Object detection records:
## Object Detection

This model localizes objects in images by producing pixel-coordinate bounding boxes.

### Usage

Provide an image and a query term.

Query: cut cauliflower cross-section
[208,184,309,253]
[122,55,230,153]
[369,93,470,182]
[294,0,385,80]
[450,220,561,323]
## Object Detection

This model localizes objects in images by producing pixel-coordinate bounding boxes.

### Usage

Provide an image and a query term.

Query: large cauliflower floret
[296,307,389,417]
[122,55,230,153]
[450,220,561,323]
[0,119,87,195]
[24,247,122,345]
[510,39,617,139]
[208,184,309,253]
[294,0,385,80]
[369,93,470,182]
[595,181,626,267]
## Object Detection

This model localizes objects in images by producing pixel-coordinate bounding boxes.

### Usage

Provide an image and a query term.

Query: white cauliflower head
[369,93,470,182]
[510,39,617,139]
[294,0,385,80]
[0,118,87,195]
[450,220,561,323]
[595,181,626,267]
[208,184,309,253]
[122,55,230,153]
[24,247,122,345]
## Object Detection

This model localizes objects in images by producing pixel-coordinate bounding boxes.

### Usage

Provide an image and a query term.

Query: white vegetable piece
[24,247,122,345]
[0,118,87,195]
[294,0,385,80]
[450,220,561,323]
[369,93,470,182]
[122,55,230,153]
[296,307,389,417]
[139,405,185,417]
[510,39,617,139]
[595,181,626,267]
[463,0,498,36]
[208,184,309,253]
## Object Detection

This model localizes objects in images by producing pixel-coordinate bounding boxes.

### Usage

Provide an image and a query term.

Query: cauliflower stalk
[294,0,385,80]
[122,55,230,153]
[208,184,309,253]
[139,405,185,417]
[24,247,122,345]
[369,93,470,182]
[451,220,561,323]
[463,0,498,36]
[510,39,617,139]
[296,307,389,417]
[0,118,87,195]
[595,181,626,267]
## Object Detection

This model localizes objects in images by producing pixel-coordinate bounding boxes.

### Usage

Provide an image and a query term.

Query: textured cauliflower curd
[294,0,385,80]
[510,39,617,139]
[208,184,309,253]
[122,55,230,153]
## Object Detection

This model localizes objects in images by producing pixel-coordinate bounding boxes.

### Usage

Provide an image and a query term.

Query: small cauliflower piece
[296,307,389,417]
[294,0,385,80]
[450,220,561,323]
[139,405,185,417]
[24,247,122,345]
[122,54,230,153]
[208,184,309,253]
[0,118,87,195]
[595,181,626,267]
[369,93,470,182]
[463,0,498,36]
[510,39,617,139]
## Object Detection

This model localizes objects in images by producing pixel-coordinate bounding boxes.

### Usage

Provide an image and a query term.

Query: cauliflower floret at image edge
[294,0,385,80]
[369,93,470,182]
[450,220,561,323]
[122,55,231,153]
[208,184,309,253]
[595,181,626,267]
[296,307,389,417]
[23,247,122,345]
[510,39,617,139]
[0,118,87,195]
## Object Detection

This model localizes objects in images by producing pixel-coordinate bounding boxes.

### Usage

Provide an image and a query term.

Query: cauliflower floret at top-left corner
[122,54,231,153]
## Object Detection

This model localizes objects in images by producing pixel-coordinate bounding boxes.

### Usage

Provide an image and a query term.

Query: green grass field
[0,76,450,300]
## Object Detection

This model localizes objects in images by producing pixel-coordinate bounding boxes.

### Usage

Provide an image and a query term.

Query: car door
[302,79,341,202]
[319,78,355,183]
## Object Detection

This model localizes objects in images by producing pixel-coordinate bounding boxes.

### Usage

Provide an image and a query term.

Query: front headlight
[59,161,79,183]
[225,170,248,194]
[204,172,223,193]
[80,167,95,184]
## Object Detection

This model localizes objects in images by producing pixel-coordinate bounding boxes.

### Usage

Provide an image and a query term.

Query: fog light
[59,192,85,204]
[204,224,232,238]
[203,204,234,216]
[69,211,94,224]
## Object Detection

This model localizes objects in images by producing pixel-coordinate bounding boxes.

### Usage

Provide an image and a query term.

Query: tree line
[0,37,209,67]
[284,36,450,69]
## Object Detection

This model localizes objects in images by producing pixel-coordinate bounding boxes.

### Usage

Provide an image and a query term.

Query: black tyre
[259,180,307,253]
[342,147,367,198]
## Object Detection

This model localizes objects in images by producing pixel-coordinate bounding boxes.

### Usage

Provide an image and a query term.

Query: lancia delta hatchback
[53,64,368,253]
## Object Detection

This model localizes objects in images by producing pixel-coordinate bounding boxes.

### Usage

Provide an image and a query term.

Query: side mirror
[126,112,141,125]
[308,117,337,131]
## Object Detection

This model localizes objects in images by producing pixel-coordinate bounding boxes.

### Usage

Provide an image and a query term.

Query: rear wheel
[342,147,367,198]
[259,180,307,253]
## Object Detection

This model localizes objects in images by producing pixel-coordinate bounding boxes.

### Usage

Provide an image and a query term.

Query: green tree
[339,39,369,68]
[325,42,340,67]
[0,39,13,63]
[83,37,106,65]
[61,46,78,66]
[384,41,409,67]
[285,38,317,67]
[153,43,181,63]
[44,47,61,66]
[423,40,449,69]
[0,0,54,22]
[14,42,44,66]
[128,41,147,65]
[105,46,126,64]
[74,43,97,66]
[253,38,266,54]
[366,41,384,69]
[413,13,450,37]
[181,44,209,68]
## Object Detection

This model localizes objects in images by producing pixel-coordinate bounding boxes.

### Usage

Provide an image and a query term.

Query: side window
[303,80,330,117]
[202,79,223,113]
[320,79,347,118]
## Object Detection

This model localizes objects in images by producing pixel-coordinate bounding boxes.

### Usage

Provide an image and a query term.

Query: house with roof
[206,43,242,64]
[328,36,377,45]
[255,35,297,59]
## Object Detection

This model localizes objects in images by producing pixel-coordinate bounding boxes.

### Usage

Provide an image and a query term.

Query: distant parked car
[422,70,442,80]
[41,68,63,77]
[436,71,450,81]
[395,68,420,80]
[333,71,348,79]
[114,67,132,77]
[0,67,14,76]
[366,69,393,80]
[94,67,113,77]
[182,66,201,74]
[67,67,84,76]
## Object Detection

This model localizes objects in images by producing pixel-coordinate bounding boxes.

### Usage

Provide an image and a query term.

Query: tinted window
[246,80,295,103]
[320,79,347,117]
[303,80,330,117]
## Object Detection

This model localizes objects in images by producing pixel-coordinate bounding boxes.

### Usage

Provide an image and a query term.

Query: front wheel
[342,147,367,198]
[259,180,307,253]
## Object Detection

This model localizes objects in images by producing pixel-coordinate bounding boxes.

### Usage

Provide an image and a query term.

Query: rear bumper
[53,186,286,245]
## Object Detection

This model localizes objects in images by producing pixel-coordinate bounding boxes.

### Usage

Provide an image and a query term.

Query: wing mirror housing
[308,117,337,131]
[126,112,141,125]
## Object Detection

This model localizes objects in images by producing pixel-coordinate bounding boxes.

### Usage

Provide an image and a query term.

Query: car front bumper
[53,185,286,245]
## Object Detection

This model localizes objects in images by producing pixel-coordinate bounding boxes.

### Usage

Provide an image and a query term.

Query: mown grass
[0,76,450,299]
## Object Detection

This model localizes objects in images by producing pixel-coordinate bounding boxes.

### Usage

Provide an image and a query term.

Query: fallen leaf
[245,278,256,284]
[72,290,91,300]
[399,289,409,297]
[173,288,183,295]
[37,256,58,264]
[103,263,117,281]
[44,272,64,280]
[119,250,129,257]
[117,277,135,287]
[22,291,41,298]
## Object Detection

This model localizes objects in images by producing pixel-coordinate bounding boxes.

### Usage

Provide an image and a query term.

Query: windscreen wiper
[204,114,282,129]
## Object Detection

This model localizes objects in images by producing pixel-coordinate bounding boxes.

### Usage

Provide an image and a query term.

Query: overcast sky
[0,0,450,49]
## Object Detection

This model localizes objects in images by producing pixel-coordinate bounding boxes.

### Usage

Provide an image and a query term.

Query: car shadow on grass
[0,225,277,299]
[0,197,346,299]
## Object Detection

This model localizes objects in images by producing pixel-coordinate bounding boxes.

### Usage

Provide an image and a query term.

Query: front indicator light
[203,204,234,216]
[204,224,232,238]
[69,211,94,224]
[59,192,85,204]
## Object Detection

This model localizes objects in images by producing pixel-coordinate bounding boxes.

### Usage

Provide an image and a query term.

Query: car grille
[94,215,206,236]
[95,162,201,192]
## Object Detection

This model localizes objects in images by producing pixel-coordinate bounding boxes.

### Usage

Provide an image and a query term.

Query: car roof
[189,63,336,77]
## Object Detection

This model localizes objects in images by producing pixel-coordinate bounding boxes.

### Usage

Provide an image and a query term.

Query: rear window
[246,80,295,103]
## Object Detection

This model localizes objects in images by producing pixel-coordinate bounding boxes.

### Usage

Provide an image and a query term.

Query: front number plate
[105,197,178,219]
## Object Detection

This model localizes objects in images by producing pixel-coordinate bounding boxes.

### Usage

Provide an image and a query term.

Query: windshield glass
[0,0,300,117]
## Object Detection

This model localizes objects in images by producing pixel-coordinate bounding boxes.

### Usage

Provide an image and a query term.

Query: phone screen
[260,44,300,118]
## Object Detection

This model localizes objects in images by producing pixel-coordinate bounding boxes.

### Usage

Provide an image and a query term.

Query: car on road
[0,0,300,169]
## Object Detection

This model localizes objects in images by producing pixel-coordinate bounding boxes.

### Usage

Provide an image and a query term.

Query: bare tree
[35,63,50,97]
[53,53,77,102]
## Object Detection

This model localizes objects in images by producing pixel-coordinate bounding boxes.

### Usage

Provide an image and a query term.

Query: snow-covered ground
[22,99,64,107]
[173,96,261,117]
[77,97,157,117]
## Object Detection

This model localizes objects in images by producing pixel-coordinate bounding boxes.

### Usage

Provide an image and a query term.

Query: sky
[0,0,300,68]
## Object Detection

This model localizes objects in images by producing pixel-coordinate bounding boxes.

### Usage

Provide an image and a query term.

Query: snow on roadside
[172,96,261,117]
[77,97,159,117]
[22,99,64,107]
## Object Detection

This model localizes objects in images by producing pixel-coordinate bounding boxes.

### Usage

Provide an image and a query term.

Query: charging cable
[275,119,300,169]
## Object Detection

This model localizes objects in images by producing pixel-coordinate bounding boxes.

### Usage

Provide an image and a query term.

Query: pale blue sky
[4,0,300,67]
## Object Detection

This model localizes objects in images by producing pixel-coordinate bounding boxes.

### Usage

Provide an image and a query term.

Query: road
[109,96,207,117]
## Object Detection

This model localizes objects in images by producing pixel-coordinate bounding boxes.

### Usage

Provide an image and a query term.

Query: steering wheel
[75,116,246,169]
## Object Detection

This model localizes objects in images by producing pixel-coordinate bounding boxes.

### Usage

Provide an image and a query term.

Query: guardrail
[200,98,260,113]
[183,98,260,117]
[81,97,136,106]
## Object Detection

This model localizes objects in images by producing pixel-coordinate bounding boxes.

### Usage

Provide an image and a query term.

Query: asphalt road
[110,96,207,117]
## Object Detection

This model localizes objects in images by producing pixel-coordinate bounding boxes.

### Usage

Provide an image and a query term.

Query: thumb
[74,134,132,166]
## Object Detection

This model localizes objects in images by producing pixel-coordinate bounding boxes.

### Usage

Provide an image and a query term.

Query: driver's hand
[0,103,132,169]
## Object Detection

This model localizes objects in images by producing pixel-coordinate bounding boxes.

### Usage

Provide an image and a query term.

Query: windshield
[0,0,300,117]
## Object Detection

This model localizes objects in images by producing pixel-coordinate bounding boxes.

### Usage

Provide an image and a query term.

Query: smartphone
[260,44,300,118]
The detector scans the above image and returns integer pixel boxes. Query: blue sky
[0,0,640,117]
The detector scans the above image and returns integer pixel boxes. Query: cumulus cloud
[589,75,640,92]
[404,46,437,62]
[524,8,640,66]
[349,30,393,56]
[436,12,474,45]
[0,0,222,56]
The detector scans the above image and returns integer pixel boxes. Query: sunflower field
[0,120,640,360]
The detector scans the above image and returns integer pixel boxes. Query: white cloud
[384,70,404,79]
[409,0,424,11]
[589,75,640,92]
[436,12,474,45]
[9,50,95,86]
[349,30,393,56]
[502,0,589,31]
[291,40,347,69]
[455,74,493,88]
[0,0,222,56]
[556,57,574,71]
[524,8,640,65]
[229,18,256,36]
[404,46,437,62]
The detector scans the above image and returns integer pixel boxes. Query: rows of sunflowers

◆ WHAT IS ASKED
Report how many lines of the records above contain the string "cloud", counting case, and give only the number.

◆ IN RESPONSE
2